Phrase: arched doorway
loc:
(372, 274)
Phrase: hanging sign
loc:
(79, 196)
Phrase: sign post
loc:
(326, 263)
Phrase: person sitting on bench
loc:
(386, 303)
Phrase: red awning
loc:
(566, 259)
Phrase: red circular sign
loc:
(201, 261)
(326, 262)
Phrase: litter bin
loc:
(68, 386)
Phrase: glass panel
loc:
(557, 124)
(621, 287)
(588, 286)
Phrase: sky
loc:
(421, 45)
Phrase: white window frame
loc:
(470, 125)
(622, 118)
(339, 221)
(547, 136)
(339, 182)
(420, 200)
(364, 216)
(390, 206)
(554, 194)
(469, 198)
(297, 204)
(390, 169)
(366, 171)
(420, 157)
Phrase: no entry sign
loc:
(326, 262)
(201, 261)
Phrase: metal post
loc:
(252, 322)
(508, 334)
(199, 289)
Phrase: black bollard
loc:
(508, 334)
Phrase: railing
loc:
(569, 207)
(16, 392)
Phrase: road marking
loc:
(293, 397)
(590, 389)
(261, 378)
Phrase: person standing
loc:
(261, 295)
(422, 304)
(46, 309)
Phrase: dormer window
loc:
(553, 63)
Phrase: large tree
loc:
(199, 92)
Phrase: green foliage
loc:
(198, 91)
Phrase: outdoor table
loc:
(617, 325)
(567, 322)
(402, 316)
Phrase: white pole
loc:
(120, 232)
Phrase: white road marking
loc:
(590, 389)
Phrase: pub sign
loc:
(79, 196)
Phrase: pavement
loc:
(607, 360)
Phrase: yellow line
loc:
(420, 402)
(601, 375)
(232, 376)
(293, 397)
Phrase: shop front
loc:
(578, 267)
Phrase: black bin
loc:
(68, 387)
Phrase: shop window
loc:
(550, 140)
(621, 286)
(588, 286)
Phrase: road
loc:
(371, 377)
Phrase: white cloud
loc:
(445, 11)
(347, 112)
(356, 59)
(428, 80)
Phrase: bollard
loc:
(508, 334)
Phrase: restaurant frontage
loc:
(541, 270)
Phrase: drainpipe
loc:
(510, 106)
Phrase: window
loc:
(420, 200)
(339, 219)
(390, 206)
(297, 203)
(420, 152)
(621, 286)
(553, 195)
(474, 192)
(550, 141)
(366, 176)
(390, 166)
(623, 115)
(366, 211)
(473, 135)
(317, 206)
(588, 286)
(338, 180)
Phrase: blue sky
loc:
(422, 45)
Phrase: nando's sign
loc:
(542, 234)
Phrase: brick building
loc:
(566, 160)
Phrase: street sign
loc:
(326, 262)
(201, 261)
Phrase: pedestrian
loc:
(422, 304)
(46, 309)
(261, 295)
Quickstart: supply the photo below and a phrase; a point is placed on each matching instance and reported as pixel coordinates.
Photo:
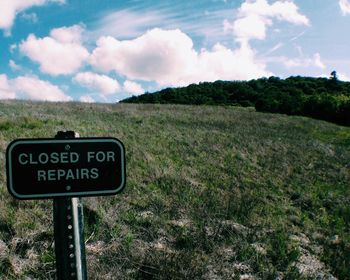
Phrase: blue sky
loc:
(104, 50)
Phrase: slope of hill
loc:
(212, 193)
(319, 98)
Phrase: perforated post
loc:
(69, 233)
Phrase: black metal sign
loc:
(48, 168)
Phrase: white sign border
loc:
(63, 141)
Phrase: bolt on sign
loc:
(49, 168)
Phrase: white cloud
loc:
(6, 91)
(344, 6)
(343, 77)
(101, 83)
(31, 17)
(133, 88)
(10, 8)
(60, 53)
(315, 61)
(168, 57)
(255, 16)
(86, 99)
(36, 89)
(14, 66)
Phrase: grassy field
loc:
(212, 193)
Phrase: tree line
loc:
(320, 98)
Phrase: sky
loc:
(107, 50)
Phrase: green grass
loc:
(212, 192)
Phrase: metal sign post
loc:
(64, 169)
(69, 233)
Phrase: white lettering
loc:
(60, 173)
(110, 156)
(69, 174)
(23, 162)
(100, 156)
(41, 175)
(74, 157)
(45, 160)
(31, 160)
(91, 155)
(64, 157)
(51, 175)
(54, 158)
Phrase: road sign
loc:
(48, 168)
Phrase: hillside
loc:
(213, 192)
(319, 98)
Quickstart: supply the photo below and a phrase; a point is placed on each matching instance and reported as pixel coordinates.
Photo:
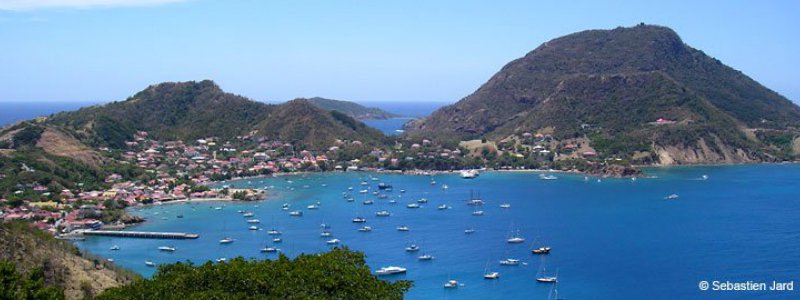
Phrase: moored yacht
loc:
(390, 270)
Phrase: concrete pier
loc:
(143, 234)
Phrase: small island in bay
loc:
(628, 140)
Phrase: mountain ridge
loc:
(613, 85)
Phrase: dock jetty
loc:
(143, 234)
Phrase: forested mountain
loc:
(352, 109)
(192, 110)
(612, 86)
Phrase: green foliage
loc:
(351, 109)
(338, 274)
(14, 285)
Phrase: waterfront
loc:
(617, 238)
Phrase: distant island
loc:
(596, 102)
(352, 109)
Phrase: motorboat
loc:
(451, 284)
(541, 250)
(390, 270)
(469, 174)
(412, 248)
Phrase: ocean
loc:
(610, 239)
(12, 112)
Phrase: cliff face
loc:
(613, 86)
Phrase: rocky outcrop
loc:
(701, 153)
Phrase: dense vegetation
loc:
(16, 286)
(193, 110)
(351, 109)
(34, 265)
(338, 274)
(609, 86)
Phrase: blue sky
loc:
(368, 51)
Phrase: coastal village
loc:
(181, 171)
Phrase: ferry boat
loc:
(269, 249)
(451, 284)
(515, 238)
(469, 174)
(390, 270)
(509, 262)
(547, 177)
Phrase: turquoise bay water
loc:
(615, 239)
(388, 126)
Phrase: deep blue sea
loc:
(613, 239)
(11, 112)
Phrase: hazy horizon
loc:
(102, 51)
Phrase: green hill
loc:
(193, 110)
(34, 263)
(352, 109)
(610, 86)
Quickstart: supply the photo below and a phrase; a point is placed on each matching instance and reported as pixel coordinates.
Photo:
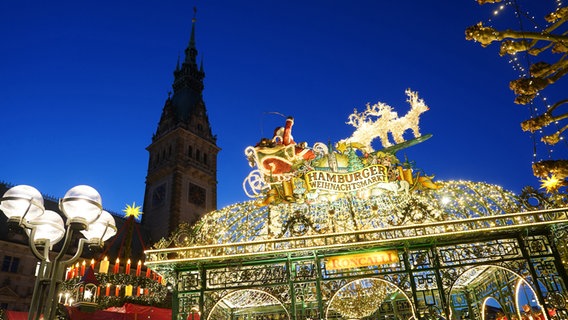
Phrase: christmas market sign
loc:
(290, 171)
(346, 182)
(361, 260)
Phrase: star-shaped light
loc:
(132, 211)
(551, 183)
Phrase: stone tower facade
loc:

------------

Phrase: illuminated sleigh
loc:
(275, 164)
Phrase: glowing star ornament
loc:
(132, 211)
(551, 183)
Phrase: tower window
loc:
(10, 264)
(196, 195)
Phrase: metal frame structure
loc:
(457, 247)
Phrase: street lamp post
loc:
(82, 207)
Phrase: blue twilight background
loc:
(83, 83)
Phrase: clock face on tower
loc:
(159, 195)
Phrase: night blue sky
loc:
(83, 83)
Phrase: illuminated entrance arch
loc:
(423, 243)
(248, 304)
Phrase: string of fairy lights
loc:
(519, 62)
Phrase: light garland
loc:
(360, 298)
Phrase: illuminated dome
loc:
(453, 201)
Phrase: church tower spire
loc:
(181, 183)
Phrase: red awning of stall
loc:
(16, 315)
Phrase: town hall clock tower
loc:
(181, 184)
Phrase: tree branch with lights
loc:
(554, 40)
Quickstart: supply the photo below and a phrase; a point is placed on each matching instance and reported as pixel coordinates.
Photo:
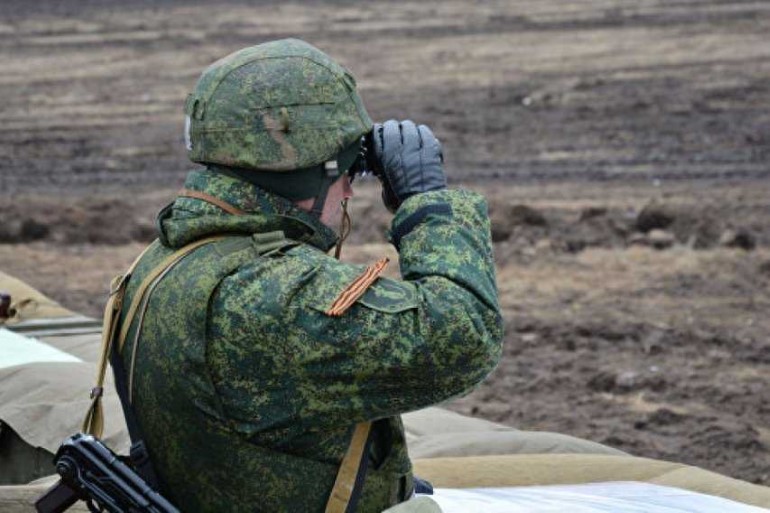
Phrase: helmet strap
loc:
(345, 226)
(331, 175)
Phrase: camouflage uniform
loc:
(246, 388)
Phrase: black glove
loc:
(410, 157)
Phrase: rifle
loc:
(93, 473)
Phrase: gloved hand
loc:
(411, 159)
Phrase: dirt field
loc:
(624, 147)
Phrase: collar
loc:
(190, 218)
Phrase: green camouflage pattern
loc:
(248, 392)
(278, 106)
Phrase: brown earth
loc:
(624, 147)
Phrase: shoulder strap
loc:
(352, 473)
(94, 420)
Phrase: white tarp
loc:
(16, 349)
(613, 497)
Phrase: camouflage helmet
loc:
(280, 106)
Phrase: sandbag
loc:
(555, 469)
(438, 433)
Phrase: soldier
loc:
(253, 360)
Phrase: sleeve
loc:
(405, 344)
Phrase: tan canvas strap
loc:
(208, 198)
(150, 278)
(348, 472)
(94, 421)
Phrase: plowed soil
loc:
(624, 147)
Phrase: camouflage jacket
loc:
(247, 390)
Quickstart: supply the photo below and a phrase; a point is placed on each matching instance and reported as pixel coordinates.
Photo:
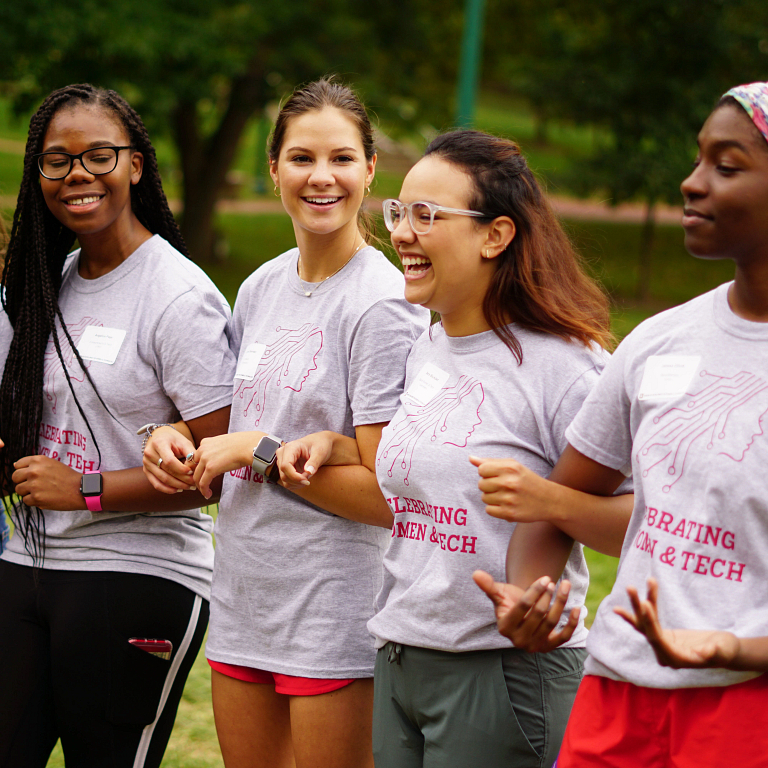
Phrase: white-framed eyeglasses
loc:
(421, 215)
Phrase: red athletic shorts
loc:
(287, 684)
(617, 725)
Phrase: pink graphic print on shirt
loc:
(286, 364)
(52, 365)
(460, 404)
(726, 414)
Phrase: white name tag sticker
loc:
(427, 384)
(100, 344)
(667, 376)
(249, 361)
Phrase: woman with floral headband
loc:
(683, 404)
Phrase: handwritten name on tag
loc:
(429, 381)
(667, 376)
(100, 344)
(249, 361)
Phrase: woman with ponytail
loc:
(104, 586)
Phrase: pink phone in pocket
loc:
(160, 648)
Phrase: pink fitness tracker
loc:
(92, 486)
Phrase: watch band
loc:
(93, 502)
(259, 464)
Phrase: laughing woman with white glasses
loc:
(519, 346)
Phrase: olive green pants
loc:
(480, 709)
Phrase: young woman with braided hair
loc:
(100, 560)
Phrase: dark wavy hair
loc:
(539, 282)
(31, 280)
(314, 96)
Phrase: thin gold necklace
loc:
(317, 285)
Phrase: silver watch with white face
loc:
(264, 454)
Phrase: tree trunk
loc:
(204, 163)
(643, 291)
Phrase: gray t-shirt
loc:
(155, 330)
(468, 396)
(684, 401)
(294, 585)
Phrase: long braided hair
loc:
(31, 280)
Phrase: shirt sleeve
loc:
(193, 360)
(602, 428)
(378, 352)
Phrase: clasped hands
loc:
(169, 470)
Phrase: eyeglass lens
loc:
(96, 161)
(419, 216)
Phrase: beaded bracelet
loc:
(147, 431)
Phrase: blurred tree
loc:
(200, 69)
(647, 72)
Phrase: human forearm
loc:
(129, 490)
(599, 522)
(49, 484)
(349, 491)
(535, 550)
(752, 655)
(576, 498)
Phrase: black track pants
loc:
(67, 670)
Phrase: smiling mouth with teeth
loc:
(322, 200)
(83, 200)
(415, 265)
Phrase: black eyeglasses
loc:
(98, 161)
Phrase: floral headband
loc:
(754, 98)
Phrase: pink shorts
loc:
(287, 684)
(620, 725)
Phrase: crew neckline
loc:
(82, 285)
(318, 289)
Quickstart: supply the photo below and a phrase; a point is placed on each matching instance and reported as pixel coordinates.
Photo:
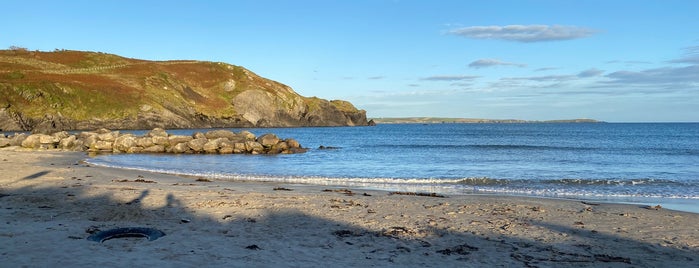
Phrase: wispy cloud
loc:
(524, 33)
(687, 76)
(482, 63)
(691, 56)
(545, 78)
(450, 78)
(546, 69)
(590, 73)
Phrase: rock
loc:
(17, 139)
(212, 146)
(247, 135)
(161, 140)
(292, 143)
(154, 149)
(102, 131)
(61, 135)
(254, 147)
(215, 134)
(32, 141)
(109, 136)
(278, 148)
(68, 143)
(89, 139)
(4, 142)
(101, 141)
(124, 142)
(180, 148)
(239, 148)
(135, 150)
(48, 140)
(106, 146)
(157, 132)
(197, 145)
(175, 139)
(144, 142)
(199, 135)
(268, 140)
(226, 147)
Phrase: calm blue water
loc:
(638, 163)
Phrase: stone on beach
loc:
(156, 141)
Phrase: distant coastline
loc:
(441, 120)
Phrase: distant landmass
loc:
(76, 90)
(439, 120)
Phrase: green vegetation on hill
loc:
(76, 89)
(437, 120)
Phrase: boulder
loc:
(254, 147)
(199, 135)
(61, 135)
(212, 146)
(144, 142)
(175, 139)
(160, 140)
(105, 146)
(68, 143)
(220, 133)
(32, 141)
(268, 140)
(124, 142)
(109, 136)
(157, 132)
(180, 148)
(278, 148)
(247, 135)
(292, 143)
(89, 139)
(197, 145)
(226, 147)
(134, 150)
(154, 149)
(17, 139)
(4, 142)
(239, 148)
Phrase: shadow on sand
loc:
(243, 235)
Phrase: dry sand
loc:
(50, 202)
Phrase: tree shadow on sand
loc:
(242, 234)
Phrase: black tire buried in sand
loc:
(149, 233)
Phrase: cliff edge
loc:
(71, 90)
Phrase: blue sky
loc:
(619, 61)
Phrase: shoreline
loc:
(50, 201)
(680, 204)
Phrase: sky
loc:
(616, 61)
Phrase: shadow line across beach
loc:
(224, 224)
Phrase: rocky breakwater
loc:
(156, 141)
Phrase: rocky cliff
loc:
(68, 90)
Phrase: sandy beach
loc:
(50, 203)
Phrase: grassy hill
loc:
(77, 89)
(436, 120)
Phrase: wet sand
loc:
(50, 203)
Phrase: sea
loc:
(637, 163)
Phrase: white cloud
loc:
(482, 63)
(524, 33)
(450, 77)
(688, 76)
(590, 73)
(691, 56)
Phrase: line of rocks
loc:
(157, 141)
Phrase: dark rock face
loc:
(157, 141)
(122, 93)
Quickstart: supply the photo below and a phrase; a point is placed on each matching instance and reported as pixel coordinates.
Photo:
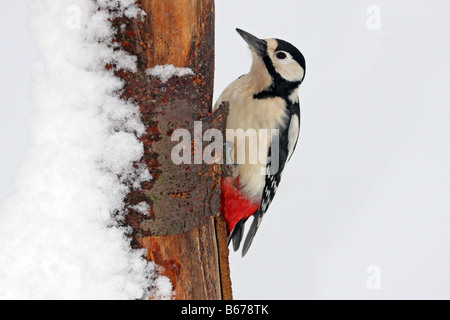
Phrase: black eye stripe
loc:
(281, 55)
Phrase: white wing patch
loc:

------------

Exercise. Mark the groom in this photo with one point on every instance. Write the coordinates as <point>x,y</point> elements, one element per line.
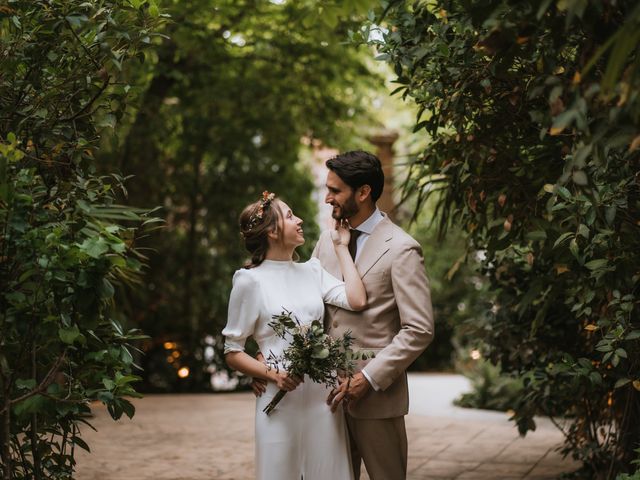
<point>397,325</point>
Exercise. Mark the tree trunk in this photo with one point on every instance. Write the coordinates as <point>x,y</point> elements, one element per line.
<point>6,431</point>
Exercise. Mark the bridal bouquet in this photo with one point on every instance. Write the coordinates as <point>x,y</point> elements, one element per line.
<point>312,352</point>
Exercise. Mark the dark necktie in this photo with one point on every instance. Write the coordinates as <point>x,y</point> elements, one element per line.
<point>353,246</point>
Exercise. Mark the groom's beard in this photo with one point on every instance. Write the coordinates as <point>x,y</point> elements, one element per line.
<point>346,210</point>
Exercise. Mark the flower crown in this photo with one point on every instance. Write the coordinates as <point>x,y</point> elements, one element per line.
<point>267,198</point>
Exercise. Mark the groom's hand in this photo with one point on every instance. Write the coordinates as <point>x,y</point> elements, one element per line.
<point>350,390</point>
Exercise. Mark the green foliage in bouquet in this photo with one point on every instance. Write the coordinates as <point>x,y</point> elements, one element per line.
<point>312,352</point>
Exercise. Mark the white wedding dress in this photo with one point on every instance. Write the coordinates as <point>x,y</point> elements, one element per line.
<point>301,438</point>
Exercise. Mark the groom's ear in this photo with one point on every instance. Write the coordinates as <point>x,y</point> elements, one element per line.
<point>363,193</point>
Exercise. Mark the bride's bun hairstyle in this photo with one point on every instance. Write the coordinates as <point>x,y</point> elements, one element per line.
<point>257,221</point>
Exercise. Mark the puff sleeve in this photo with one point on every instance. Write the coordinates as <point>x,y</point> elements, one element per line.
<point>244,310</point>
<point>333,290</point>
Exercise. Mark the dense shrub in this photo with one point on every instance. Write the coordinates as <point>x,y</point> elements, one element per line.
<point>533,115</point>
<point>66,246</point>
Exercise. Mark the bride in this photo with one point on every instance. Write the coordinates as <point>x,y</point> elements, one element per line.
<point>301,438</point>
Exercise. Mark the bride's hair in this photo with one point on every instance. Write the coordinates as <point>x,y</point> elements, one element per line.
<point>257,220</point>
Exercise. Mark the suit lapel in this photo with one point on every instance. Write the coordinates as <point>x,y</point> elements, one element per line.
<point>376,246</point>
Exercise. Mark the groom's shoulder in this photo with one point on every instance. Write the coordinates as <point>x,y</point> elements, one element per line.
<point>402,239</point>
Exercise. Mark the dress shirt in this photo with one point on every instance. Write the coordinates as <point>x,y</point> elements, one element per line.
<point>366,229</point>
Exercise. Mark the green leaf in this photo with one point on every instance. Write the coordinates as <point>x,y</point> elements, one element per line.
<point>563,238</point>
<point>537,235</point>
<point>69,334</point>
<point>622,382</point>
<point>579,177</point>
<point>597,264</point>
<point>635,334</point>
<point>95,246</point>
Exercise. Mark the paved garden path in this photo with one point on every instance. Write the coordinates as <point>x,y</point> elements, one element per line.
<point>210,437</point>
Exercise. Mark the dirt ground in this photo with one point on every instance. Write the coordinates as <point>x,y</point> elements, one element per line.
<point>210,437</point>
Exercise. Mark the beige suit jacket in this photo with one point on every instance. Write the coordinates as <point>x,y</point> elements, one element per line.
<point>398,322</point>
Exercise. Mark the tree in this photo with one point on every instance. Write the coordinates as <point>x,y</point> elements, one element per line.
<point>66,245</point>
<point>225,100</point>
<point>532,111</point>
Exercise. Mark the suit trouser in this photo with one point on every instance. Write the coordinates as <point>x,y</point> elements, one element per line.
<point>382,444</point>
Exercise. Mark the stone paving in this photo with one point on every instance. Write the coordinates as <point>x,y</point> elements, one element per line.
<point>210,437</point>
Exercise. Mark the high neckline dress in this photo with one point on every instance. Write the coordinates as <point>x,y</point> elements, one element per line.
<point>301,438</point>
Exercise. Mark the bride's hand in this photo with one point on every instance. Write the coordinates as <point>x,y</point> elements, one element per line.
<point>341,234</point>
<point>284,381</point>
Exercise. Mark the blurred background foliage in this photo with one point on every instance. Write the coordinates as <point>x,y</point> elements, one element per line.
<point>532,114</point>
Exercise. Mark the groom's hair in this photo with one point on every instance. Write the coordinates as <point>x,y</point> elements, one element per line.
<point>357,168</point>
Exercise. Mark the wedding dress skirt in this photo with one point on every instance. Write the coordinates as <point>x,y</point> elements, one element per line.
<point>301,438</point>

------------

*PROBLEM DETAILS*. Could you retype exactly the lines above, starting at the line that contains "Phrase: outdoor table" and ending at the line that contains "Phrase: pedestrian", and nothing more?

*RESPONSE TO THIS EXERCISE*.
Phrase: outdoor table
loc:
(617, 325)
(567, 322)
(402, 316)
Phrase: white pole
loc:
(120, 232)
Phrase: white road marking
loc:
(590, 389)
Phrase: pub sign
loc:
(79, 196)
Phrase: pavement
loc:
(607, 360)
Phrase: yellow line
loc:
(420, 402)
(601, 375)
(232, 376)
(293, 397)
Phrase: shop front
loc:
(578, 267)
Phrase: black bin
loc:
(68, 387)
Phrase: shop window
loc:
(550, 140)
(621, 286)
(588, 286)
Phrase: road
loc:
(371, 377)
Phrase: white cloud
loc:
(445, 11)
(347, 112)
(356, 59)
(428, 80)
Phrase: bollard
loc:
(508, 334)
Phrase: restaurant frontage
loc:
(541, 270)
Phrase: drainpipe
loc:
(510, 106)
Phrase: window
loc:
(420, 200)
(339, 219)
(390, 206)
(297, 203)
(420, 152)
(621, 286)
(553, 195)
(474, 192)
(550, 141)
(366, 176)
(390, 166)
(623, 115)
(366, 211)
(473, 135)
(317, 206)
(588, 286)
(338, 180)
Phrase: blue sky
loc:
(422, 45)
Phrase: nando's sign
loc:
(542, 234)
Phrase: brick building
loc:
(566, 160)
Phrase: street sign
loc:
(326, 262)
(201, 261)
Phrase: pedestrian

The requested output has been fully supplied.